Extract the lines from the first line of the records below through the line containing "112L612 173L639 204L670", inclusive, and reproduce them exactly as written.

⟨

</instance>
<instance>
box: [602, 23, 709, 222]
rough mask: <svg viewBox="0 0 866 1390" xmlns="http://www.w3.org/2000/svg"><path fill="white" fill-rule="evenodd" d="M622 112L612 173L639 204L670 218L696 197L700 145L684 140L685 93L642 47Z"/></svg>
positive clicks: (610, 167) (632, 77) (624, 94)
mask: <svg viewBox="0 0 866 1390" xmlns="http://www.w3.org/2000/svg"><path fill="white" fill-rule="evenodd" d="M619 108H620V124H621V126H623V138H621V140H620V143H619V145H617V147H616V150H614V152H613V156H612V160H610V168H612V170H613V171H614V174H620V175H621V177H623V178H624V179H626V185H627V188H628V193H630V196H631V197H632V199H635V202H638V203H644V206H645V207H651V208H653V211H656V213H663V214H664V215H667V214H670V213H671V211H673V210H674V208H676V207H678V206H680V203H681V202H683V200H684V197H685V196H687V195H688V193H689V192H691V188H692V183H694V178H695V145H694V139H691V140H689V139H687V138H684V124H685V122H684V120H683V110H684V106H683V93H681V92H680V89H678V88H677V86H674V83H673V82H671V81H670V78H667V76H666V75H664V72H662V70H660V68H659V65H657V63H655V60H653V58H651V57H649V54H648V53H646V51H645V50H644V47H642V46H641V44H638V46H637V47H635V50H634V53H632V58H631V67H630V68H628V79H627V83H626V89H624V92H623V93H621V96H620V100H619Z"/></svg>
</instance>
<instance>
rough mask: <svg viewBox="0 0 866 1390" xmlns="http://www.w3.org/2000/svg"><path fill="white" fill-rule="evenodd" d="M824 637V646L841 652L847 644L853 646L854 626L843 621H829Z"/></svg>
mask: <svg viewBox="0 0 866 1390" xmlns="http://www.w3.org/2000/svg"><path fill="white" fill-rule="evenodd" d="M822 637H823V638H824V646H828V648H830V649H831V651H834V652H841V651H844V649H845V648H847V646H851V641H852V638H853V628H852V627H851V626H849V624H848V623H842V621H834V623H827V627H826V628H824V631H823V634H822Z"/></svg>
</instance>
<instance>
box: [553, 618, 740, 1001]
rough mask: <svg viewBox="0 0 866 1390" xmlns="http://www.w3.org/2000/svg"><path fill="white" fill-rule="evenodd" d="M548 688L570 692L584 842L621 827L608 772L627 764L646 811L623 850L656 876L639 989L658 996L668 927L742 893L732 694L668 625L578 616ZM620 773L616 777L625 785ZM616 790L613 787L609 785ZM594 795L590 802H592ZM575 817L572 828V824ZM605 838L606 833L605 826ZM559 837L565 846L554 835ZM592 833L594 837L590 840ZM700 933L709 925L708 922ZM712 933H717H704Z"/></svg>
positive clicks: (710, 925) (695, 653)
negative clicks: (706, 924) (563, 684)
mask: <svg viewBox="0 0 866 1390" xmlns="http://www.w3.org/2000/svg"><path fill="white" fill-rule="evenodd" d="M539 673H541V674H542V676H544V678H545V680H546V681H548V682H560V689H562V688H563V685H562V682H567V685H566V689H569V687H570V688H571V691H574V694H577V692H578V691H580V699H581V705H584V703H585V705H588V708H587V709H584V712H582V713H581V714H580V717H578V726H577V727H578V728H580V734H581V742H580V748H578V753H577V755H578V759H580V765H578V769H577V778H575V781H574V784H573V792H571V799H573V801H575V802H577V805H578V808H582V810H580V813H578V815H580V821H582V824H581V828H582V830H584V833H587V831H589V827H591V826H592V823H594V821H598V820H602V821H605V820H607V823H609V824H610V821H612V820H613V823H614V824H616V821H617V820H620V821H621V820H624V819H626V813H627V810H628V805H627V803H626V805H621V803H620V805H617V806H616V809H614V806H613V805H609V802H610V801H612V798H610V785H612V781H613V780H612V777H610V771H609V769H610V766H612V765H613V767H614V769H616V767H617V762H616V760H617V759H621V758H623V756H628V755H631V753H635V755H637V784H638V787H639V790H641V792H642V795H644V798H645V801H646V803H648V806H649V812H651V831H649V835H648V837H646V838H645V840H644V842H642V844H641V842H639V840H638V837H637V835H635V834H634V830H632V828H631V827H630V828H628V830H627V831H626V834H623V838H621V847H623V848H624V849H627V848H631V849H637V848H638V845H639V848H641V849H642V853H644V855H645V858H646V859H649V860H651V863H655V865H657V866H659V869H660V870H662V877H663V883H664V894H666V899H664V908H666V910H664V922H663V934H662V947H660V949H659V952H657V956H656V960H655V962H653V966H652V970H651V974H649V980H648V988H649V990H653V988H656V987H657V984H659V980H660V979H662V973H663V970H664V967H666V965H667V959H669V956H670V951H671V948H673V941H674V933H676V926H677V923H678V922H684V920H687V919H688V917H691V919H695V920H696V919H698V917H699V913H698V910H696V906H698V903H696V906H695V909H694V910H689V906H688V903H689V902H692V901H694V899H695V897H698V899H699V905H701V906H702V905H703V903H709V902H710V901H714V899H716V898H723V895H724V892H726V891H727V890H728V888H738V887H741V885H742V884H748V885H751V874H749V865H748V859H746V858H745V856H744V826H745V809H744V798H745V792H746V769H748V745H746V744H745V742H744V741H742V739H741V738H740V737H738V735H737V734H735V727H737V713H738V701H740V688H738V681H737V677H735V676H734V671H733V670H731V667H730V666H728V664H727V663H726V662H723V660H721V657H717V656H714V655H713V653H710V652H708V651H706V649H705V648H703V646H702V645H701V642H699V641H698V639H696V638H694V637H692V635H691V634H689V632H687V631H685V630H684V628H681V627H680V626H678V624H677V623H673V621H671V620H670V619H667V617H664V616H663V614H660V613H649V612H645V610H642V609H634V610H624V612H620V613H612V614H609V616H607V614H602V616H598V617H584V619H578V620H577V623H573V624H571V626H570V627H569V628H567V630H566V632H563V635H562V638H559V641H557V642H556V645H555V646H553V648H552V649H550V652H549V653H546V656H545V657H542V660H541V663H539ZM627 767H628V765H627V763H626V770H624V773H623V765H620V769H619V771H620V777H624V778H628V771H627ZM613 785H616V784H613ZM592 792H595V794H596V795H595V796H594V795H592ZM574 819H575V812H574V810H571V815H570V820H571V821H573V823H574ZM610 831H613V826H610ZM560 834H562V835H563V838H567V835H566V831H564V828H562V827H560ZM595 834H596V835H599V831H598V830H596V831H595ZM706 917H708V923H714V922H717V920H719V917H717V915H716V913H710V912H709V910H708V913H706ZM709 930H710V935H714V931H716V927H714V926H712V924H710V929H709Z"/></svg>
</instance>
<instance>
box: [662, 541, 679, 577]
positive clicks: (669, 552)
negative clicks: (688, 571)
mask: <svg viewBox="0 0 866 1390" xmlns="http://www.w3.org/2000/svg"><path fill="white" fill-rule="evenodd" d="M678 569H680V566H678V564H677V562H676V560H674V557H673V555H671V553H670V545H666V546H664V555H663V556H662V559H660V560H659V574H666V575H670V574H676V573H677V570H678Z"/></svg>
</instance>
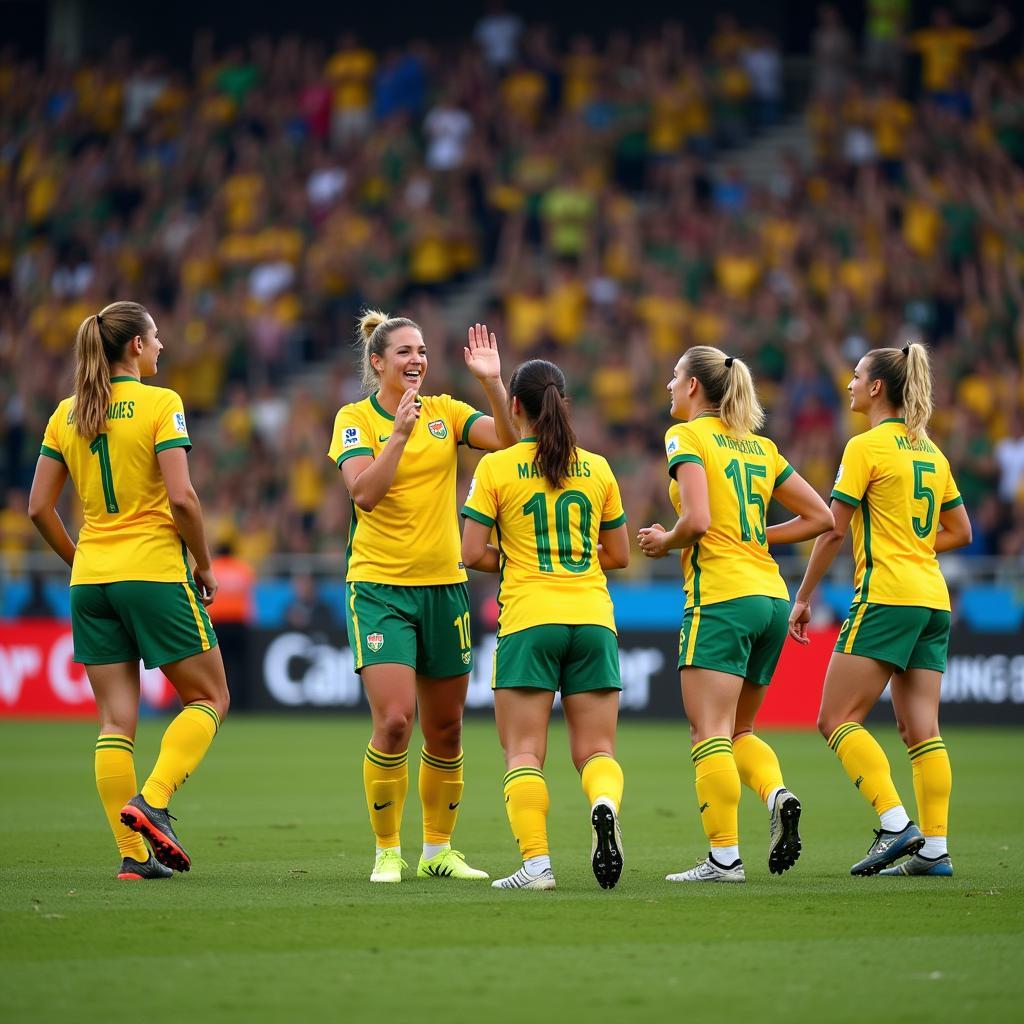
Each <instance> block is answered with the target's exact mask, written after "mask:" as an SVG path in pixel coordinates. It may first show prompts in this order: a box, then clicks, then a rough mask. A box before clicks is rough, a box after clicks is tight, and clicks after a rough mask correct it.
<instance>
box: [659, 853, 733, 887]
mask: <svg viewBox="0 0 1024 1024" xmlns="http://www.w3.org/2000/svg"><path fill="white" fill-rule="evenodd" d="M665 881H666V882H745V881H746V876H745V874H744V873H743V862H742V861H741V860H737V861H734V862H733V863H732V864H730V865H729V866H728V867H722V866H721V865H720V864H716V863H715V861H714V860H712V859H711V857H710V856H709V857H707V858H706V859H705V860H701V861H699V862H698V863H697V866H696V867H691V868H690V869H689V870H688V871H680V872H679V873H678V874H667V876H666V877H665Z"/></svg>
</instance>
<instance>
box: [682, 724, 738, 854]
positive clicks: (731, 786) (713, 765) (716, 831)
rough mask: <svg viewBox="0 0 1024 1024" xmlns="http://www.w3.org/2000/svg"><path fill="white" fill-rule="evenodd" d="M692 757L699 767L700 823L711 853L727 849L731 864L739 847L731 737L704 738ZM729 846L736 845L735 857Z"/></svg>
mask: <svg viewBox="0 0 1024 1024" xmlns="http://www.w3.org/2000/svg"><path fill="white" fill-rule="evenodd" d="M690 757H691V758H692V760H693V767H694V768H695V769H696V783H695V785H696V791H697V808H698V810H699V811H700V824H701V826H702V827H703V830H705V835H706V836H707V837H708V843H709V845H710V846H711V852H712V854H715V852H716V848H726V849H725V850H724V851H723V854H722V855H724V856H728V857H729V858H730V859H729V863H731V862H732V861H733V860H735V859H737V857H738V846H739V771H738V770H737V768H736V760H735V758H734V757H733V756H732V740H731V739H730V738H729V737H728V736H711V737H710V738H708V739H702V740H701V741H700V742H699V743H695V744H694V746H693V748H692V750H691V751H690ZM728 848H736V850H735V853H736V855H735V856H732V854H733V850H732V849H728ZM719 863H722V860H719ZM723 866H726V867H728V866H729V864H728V863H725V864H723Z"/></svg>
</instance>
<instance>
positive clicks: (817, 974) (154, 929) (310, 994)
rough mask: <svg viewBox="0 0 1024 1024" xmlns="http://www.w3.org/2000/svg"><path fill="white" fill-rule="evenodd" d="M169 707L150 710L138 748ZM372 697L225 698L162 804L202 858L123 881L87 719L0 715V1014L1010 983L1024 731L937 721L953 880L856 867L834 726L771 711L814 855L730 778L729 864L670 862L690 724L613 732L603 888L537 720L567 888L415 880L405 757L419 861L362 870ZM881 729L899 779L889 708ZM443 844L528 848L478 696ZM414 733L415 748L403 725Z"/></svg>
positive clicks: (207, 1018) (123, 1013)
mask: <svg viewBox="0 0 1024 1024" xmlns="http://www.w3.org/2000/svg"><path fill="white" fill-rule="evenodd" d="M160 731H161V725H160V723H157V722H148V723H146V724H144V725H143V726H142V728H141V730H140V733H139V739H138V743H137V750H138V755H137V758H138V761H137V763H138V768H139V773H140V775H144V772H145V771H146V770H147V769H148V767H150V765H151V764H152V761H153V758H154V757H155V755H156V750H157V744H158V742H159V736H160ZM368 735H369V726H368V723H367V722H366V721H358V720H350V719H333V718H327V717H323V718H307V719H279V718H243V717H241V716H239V717H236V718H233V719H231V720H229V721H228V722H227V723H226V726H225V728H224V729H223V731H222V732H221V735H220V737H219V738H218V740H217V743H216V745H215V748H214V749H213V751H212V752H211V754H210V756H209V758H208V759H207V761H206V763H204V764H203V766H202V767H201V768H200V770H199V771H198V772H197V774H196V777H195V778H194V779H193V780H191V781H189V783H188V784H187V785H186V786H185V787H184V790H183V791H182V792H181V793H180V794H179V795H178V797H177V799H176V801H175V805H174V808H173V809H174V811H175V812H176V813H177V815H178V817H179V818H180V820H179V826H180V828H179V835H180V836H181V837H182V840H183V842H184V843H185V844H186V846H187V848H188V850H189V852H190V854H191V856H193V859H194V866H193V870H191V872H190V873H189V874H185V876H175V877H174V878H173V879H172V880H170V881H167V882H159V883H158V882H153V883H118V882H117V881H115V879H114V874H115V869H116V866H117V860H116V857H115V855H114V850H113V844H112V842H111V840H110V837H109V834H108V831H106V826H105V823H104V821H103V819H102V815H101V811H100V807H99V803H98V800H97V798H96V796H95V792H94V788H93V781H92V744H93V738H94V736H95V728H94V727H93V726H92V725H89V724H53V723H45V724H44V723H11V722H5V723H2V724H0V809H2V825H0V913H2V919H0V977H2V984H0V1018H2V1019H3V1020H4V1021H11V1022H15V1021H18V1022H19V1021H39V1020H56V1019H58V1018H60V1019H67V1020H73V1021H103V1022H109V1021H112V1020H122V1019H138V1020H143V1019H144V1020H146V1021H175V1022H183V1024H191V1022H198V1021H232V1022H233V1021H240V1022H241V1021H246V1022H254V1021H255V1022H262V1021H281V1020H287V1021H290V1022H295V1024H298V1022H299V1021H301V1020H310V1021H322V1020H331V1021H334V1020H339V1021H342V1020H343V1021H362V1020H374V1021H389V1022H403V1021H412V1022H430V1021H445V1022H462V1021H466V1022H469V1021H473V1022H497V1021H516V1022H518V1024H521V1022H527V1024H528V1022H536V1021H548V1020H551V1021H566V1020H570V1019H572V1018H575V1019H578V1020H580V1019H587V1020H590V1019H594V1018H598V1017H600V1018H602V1019H604V1020H610V1021H623V1020H630V1021H632V1020H649V1019H653V1017H654V1015H655V1014H663V1013H665V1012H666V1011H670V1012H671V1011H675V1014H676V1015H677V1017H680V1018H681V1017H682V1016H683V1015H686V1016H687V1017H689V1018H692V1019H697V1020H716V1019H717V1020H723V1019H729V1020H734V1021H743V1020H750V1021H759V1022H763V1021H774V1020H785V1021H787V1022H801V1021H805V1020H806V1021H812V1020H813V1021H820V1020H825V1021H828V1022H829V1024H831V1022H837V1021H858V1022H861V1021H863V1020H864V1019H871V1018H877V1019H881V1020H885V1021H886V1024H896V1022H902V1021H907V1022H911V1021H912V1022H915V1024H916V1022H921V1021H959V1020H963V1019H967V1020H970V1021H972V1022H985V1021H999V1020H1010V1019H1013V1018H1017V1014H1018V1013H1019V1011H1020V1005H1021V999H1022V997H1024V900H1022V885H1021V882H1022V872H1024V860H1022V856H1021V854H1022V851H1024V813H1022V812H1024V796H1022V790H1021V778H1022V768H1024V753H1022V742H1021V736H1020V733H1019V731H1013V730H991V729H989V730H980V729H978V730H968V729H955V730H954V729H949V730H947V731H945V732H944V735H945V737H946V741H947V743H948V745H949V749H950V753H951V756H952V759H953V770H954V794H953V808H952V826H953V846H952V850H953V859H954V864H955V868H956V877H955V878H954V879H952V880H949V881H944V880H922V879H916V880H914V879H909V880H897V879H878V878H874V879H853V878H851V877H850V876H849V874H848V870H849V865H850V864H851V863H852V862H853V861H854V860H856V859H858V858H859V856H860V855H861V854H862V853H863V851H864V850H865V849H866V847H867V845H868V842H869V841H870V839H871V833H870V829H871V826H872V824H873V820H872V816H871V815H870V813H869V810H868V808H867V807H866V806H865V805H864V803H863V801H861V799H860V798H859V797H858V796H857V794H856V793H855V792H854V791H853V788H852V787H851V786H850V784H849V782H848V781H847V779H846V777H845V775H844V774H843V771H842V769H841V767H840V765H839V764H838V763H837V761H836V759H835V758H834V757H833V756H831V755H830V754H829V753H828V751H827V749H826V748H825V744H824V742H823V741H822V740H821V739H820V738H819V737H818V736H816V735H812V734H809V733H774V734H767V735H766V738H769V739H770V740H771V741H772V742H773V744H774V745H775V746H776V750H777V751H778V753H779V756H780V759H781V762H782V766H783V769H784V770H785V773H786V780H787V783H788V784H790V785H791V786H792V788H793V790H794V791H795V792H796V793H797V794H798V795H799V796H800V798H801V800H802V802H803V805H804V821H803V825H804V827H803V836H804V855H803V857H802V858H801V860H800V862H799V863H798V865H797V866H796V867H795V868H794V869H793V870H792V871H790V872H787V873H786V874H784V876H783V877H781V878H774V877H772V876H770V874H769V873H768V868H767V864H766V860H765V848H766V839H767V814H766V812H765V810H764V808H763V807H762V806H761V805H760V803H759V802H758V801H757V799H756V798H755V797H754V796H753V795H751V794H749V793H744V796H743V803H742V808H741V818H740V839H741V843H742V846H741V850H742V853H743V858H744V862H745V864H746V871H748V884H746V885H745V886H710V887H700V888H696V889H693V888H689V887H683V886H678V885H670V884H669V883H666V882H664V881H663V879H664V877H665V874H666V873H667V872H668V871H670V870H679V869H680V868H682V867H686V866H690V865H691V864H692V863H693V862H694V860H695V859H696V858H697V857H698V856H699V855H700V854H701V853H702V851H703V849H705V847H703V841H702V835H701V833H700V830H699V822H698V818H697V814H696V812H695V805H694V796H693V788H692V784H693V783H692V768H691V766H690V764H689V760H688V756H687V755H688V736H687V733H686V729H685V724H684V723H682V722H680V723H678V724H668V725H645V724H630V725H628V726H625V727H624V728H623V729H622V731H621V740H620V758H621V760H622V762H623V765H624V768H625V772H626V798H625V808H624V814H623V826H624V835H625V850H626V869H625V871H624V874H623V878H622V881H621V883H620V885H618V887H617V888H616V889H615V890H613V891H611V892H604V891H602V890H600V889H599V888H598V887H597V884H596V883H595V882H594V879H593V877H592V874H591V871H590V866H589V854H590V827H589V820H588V814H587V808H586V806H585V802H584V798H583V795H582V793H581V791H580V785H579V781H578V778H577V775H575V773H574V772H573V770H572V767H571V765H570V764H569V763H568V758H567V754H566V744H565V736H564V731H563V728H562V727H561V725H558V726H556V727H554V728H553V729H552V735H551V742H550V748H549V761H548V772H547V774H548V779H549V785H550V788H551V798H552V811H551V819H550V831H551V847H552V855H553V860H554V867H555V871H556V874H557V878H558V889H557V891H556V892H553V893H499V892H494V891H492V890H490V888H489V886H488V885H487V884H485V883H483V884H477V883H454V882H451V881H447V880H424V881H417V880H416V879H415V878H413V876H414V874H415V866H416V860H417V857H418V853H419V840H420V835H419V804H418V800H417V797H416V782H415V773H416V761H417V759H415V758H411V761H412V762H413V764H412V769H411V770H412V776H413V779H412V787H411V795H410V800H409V803H408V805H407V808H406V823H404V831H403V841H404V851H406V856H407V859H408V860H409V861H410V863H411V864H412V866H413V869H412V870H411V871H410V872H408V873H409V876H410V878H409V880H408V881H406V882H404V883H403V884H402V885H400V886H371V884H370V882H369V881H368V876H369V871H370V867H371V860H372V838H371V837H370V836H369V833H368V824H367V814H366V808H365V805H364V801H362V793H361V779H360V760H361V752H362V749H364V744H365V743H366V740H367V738H368ZM878 735H879V737H880V739H881V740H882V741H883V743H884V744H885V745H886V749H887V751H888V753H889V756H890V759H891V761H892V763H893V765H894V771H895V776H896V780H897V784H898V786H899V787H900V791H901V793H902V794H903V796H904V799H905V800H906V801H907V802H908V803H911V804H912V790H911V785H910V778H909V776H910V771H909V766H908V763H907V760H906V757H905V755H904V754H903V753H902V749H901V748H900V745H899V743H898V739H897V737H896V734H895V731H894V730H892V729H885V730H882V729H880V730H878ZM465 748H466V764H467V785H466V793H465V797H464V803H463V811H462V816H461V819H460V822H459V830H458V834H457V844H456V845H457V847H458V848H460V849H462V850H464V851H465V852H466V853H467V854H468V855H469V859H470V862H471V863H473V864H475V865H477V866H480V867H484V868H485V869H487V870H488V871H490V873H492V876H493V877H496V876H498V874H499V873H505V872H507V871H510V870H512V869H513V868H514V867H515V866H516V865H517V858H516V852H515V844H514V842H513V840H512V839H511V837H510V834H509V829H508V823H507V821H506V818H505V812H504V808H503V804H502V799H501V779H502V773H503V766H502V759H501V752H500V749H499V745H498V740H497V737H496V735H495V731H494V727H493V725H492V724H490V723H489V722H482V721H478V722H473V723H471V724H469V725H468V726H467V730H466V741H465ZM418 749H419V748H418V744H417V743H416V742H415V741H414V745H413V748H412V750H413V751H414V752H415V751H417V750H418Z"/></svg>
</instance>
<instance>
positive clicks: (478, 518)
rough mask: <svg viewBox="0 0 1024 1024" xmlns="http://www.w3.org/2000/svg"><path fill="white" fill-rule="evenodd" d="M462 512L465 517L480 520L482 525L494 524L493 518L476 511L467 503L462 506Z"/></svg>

⟩

ANSWER TO THIS EXERCISE -
</instance>
<instance>
box: [602, 23, 709, 222]
rough mask: <svg viewBox="0 0 866 1390" xmlns="http://www.w3.org/2000/svg"><path fill="white" fill-rule="evenodd" d="M622 112L612 173L639 204L670 218L696 197L700 145L684 140L685 93L642 47Z"/></svg>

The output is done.